- [Problem to solve] Return a copy of every line in the data below that contains "like".

++++ Records for this task

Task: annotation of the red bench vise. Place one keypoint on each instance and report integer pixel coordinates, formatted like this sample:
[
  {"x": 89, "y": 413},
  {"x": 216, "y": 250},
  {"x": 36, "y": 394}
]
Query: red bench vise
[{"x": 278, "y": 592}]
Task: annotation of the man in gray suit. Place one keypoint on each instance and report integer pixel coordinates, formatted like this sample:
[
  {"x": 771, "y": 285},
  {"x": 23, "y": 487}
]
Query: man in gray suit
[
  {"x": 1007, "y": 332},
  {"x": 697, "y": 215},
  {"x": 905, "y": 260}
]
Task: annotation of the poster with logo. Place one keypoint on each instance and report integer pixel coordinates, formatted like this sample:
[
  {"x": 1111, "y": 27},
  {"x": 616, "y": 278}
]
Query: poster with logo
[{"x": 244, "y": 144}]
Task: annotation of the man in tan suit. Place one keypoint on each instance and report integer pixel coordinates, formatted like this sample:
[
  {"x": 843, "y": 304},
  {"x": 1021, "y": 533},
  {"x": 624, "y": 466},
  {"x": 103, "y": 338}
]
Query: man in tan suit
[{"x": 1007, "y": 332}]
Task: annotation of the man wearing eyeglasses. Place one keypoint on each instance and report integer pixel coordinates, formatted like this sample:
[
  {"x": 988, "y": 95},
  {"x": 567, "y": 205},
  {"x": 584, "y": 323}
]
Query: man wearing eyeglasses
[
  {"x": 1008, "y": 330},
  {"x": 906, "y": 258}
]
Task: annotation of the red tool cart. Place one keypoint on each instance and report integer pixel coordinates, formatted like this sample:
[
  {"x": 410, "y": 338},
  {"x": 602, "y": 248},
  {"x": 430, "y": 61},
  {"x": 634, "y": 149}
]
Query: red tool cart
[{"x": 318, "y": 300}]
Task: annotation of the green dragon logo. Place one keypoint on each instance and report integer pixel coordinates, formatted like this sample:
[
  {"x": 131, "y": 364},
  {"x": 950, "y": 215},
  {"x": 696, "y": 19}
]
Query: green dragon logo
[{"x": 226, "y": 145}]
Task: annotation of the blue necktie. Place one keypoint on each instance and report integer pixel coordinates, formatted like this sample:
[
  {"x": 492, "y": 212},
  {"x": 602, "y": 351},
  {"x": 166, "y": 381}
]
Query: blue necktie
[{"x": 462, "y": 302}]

++++++++

- [Problem solution]
Task: annotation of the red bench vise. Place one keypoint on each instance and report integer pixel coordinates, formatted like this sample:
Task: annotation of the man in gray suit. Place one keypoint on each instance and report integer pixel coordinates, formatted like this sample:
Task: annotation of the poster with logo. Place one keypoint on each instance and report integer pixel coordinates, formatted like this sample:
Task: annotation of the man in tan suit. Place one keypoint on each instance and report integer pixel coordinates, formatted like this sample:
Task: annotation of the man wearing eyeglasses. Place one keypoint on each instance and report integer pixel coordinates, formatted like this sample:
Task: annotation of the red tool cart. Place one keypoint on each instance and report integer pixel coordinates, formatted like this sample:
Task: annotation of the green dragon logo. Place one keypoint on each instance and report integer pixel coordinates, formatted like this sample:
Task: annotation of the blue necktie. Place one keypoint on each instance and report integer pixel coordinates, formatted like this sample:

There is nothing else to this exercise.